[Data records]
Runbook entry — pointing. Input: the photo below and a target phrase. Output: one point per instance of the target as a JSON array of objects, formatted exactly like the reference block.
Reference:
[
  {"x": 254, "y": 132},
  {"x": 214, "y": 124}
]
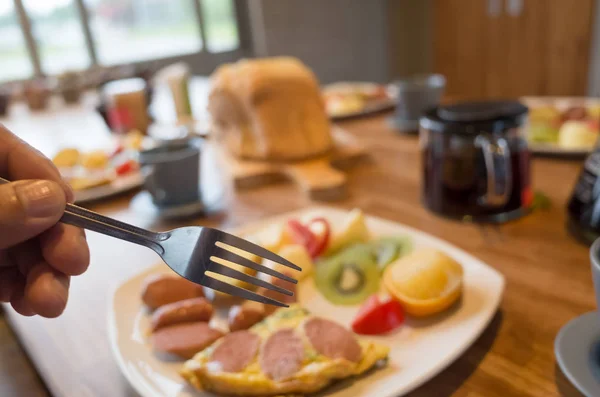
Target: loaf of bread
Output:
[/Data records]
[Data records]
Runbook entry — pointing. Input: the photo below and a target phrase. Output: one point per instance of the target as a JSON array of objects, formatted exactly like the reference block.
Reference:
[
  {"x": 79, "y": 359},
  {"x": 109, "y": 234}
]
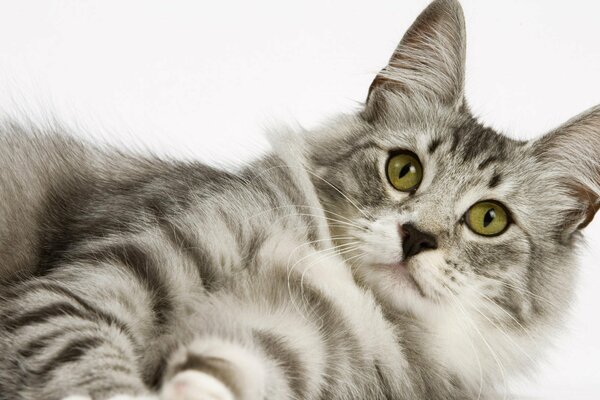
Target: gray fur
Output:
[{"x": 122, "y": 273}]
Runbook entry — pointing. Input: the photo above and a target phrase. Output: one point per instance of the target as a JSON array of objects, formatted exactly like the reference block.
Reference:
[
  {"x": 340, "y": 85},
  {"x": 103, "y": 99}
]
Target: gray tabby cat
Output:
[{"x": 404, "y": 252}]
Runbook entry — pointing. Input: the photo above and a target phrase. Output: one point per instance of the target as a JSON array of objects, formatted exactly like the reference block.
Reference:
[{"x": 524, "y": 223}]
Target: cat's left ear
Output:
[/Data records]
> **Brief**: Tally the lines above that contain the word "gray", and reply with only the number.

> **Answer for the task**: 2